> _SET TASK_
Copy out the lines starting at the one that contains "If you could identify the rear" and ending at the one that contains "(1111, 447)", request included. Scale every coordinate in the answers by 2, rounding to whole numbers with halves going up.

> _DATA FOR THIS TASK_
BEGIN

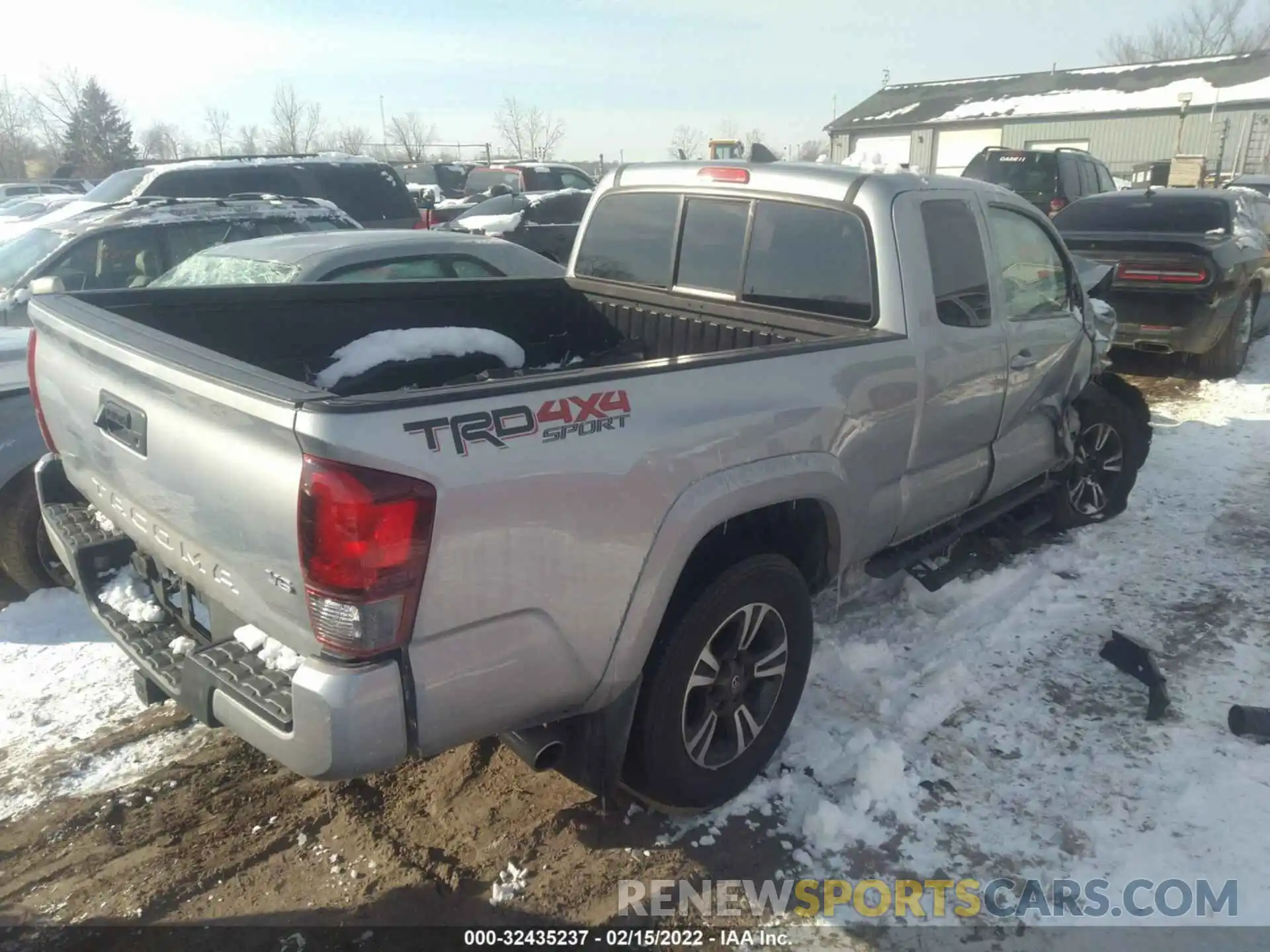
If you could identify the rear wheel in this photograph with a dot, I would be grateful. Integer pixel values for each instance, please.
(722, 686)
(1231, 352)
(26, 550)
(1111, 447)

END
BEGIN

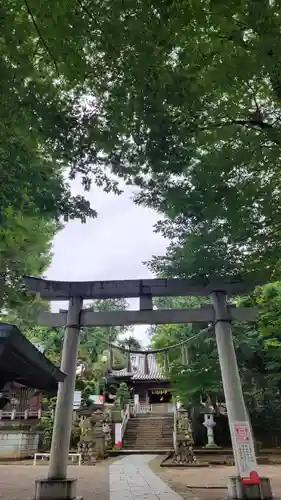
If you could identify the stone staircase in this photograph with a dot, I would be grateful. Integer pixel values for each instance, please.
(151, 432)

END

> _THE COMPLETED TASK_
If you could identify the rear wheel in this photograph with a dot, I would be grateful. Integer pixel values for each instance, please.
(1444, 1372)
(2462, 704)
(52, 1100)
(2222, 894)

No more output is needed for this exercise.